━━━━━ Trecho do documento ━━━━━

Plenário. RE 641320/RS, Rel. Min. Gilmar Mendes, julgado em 11/5/2016
(repercussão geral) (Info 825).

TESE 3: DÉFICIT DE VAGAS NO ESTABELECIMENTO ADEQUADO E
MEDIDAS QUE DEVERÃO SER TOMADAS

O que fazer em caso de déficit de
vagas no estabelecimento adequado?

Havendo
“déficit” de vagas, deve ser determinada:

1)
a saída antecipada de sentenciado no regime com falta de vagas;

2)
a liberdade eletronicamente monitorada ao sentenciado que sai antecipadamente
ou é posto em prisão domiciliar por falta de vagas;

3)
o cumprimento de penas restritivas de direito e/ou estudo ao sentenciado que progrida
ao regime aberto.

STF.
Plenário. RE 641320/RS, Rel. Min. Gilmar Mendes, julgado em 11/5/2016
(repercussão geral) (Info 825).
Objetivo das medidas acima é o de
que surjam novas vagas nos regimes semiaberto e aberto

As vagas nos regimes semiaberto e
aberto não são inexistentes, são insuficientes.
Assim, de um modo geral, a falta
de vagas decorre do fato de que já há um sentenciado ocupando o lugar.
Dessa forma, o STF determinou,
como alternativa para resolver o problema, antecipar a saída de sentenciados
que já estão no regime semiaberto ou aberto, abrindo vaga para aquele que acaba
de progredir.
Exemplo de como essas medidas fazem
surgir vaga no regime semiaberto:

João estava cumprindo pena no
regime fechado e progrediu para o regime semiaberto.
Ocorre que não há vagas na
unidade prisional destinada ao regime semiaberto.
João não poderá continuar
cumprindo pena no fechado porque haveria excesso de execução.
Nestes casos, o que acontecia
normalmente é que João seria colocado em prisão domiciliar. No entanto, o STF
afirmou que essa alternativa (prisão domiciliar) não deve ser a primeira opção
para o caso.
Diante disso, o STF entendeu que
o juiz das execuções penais deverá antecipar a saída de um detento que já estava
no regime semiaberto, fazendo com que surja a vaga para João.
Em nosso exemplo, Francisco, que
estava cumprindo pena no regime semiaberto, só teria direito de ir para o
regime aberto em 2018. No entanto, para dar lugar a João, Francisco receberá o
benefício da “saída antecipada” e ficará em liberdade eletronicamente
monitorada, ou seja, ficará livre para trabalhar e estudar, recolhendo-se em
casa nos dias de folgas, sendo sempre monitorado com tornozeleira eletrônica.
Com isso, surgirá mais uma vaga
no regime semiaberto e esta será ocupada por João.
E se a ausência de vaga for no
regime aberto? Ex: Pedro progrediu para o regime aberto, mas não há vagas, o
que fazer?

Neste caso, o Juiz deverá
conceder a um preso que está no regime aberto a possibilidade de cumprir o
restante da pena não mais no regime aberto (pena privativa de liberdade), mas
sim por meio de pena restritiva de direitos e/ou estudo.

━━━━━ Entradas fornecidas ━━━━━

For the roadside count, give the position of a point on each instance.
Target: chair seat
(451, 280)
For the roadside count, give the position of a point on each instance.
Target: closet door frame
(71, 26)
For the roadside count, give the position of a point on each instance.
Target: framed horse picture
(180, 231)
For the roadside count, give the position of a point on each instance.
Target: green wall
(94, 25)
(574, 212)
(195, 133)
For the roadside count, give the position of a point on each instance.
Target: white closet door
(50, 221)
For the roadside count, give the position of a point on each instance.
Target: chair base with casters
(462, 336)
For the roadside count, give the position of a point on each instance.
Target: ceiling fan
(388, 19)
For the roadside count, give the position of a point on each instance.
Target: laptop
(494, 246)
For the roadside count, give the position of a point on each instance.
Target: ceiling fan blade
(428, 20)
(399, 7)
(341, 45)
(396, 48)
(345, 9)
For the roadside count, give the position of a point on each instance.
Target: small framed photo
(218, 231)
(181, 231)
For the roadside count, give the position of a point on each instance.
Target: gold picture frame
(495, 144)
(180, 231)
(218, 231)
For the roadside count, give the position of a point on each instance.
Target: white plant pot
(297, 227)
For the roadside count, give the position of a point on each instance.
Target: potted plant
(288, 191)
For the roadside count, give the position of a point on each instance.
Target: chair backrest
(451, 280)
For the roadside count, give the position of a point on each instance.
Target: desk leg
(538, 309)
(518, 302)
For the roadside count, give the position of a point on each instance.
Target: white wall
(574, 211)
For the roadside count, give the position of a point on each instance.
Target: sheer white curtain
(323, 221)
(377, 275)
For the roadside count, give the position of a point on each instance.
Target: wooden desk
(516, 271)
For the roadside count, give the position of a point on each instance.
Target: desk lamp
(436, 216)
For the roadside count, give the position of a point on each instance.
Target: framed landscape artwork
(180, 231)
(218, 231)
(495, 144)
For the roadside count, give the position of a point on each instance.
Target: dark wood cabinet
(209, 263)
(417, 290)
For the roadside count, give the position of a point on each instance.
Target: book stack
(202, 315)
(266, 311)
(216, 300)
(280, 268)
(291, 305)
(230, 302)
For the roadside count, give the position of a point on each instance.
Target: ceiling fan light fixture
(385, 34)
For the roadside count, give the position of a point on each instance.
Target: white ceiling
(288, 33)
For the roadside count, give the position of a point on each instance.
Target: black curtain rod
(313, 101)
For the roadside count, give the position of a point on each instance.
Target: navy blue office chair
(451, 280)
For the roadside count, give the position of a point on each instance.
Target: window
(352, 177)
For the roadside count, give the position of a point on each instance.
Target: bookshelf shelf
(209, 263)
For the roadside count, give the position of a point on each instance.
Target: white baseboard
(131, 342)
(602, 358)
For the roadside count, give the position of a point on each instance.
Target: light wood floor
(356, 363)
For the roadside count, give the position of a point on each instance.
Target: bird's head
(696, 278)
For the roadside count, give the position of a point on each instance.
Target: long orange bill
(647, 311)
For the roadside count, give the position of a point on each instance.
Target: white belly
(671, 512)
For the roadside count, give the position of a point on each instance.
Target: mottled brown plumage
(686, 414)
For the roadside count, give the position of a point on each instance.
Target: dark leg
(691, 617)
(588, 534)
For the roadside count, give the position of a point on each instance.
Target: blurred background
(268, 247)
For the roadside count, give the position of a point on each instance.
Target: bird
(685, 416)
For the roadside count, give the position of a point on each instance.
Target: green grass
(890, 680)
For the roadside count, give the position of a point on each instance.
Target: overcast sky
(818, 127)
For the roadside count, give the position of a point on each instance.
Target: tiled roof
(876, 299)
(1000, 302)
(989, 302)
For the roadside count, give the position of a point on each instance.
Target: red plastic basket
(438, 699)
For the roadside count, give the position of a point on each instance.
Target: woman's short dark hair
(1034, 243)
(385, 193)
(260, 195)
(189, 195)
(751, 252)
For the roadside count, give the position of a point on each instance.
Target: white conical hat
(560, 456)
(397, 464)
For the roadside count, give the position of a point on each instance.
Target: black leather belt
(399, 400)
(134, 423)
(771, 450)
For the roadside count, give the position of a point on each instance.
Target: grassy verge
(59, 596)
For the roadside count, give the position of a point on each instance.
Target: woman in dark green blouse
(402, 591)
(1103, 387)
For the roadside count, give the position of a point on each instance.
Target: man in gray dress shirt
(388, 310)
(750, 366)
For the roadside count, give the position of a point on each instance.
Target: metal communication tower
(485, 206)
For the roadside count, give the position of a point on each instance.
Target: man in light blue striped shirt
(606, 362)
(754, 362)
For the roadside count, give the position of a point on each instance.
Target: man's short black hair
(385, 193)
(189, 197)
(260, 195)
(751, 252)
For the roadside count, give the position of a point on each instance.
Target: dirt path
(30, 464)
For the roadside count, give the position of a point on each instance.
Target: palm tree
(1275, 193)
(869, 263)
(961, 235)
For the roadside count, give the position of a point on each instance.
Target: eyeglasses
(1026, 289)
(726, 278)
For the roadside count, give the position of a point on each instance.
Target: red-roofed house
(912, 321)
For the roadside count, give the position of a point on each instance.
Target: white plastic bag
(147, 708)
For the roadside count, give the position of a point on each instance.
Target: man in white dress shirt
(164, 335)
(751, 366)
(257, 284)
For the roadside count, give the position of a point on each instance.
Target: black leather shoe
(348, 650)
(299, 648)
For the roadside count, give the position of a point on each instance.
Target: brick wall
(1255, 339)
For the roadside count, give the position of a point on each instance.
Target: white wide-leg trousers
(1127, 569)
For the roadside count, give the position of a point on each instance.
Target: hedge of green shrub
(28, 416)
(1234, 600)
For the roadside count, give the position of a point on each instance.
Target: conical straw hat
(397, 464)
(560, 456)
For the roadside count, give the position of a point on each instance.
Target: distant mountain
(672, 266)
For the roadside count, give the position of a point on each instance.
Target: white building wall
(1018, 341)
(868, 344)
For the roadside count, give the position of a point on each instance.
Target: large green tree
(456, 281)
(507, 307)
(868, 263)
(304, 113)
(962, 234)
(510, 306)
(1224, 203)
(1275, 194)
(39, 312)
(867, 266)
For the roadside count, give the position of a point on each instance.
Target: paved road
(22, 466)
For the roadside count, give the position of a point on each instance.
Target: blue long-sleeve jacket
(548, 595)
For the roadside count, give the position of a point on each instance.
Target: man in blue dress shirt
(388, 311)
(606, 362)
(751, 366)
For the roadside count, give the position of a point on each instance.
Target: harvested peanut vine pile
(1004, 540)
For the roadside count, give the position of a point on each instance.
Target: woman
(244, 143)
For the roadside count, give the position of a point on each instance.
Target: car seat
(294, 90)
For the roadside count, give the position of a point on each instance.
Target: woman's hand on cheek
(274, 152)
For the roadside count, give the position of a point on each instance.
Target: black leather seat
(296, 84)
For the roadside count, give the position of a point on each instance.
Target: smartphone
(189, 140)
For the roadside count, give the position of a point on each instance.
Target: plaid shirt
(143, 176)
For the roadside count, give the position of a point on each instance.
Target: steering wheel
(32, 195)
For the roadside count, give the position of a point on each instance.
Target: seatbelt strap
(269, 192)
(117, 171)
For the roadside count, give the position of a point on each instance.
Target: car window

━━━━━

## Objetivo
Como fica, em forma de lista e com os fatos principais mantidos, o parágrafo do trecho sobre o déficit de vagas que começa com “Em nosso exemplo, Francisco”?

## Questão resolvida
- Francisco cumpria pena no regime semiaberto e só teria direito ao regime aberto em 2018.
- Para dar lugar a João, ele receberá o benefício da “saída antecipada”.
- Ficará em liberdade eletronicamente monitorada: livre para trabalhar e estudar e recolhido em casa nos dias de folga.
- Será sempre monitorado com tornozeleira eletrônica.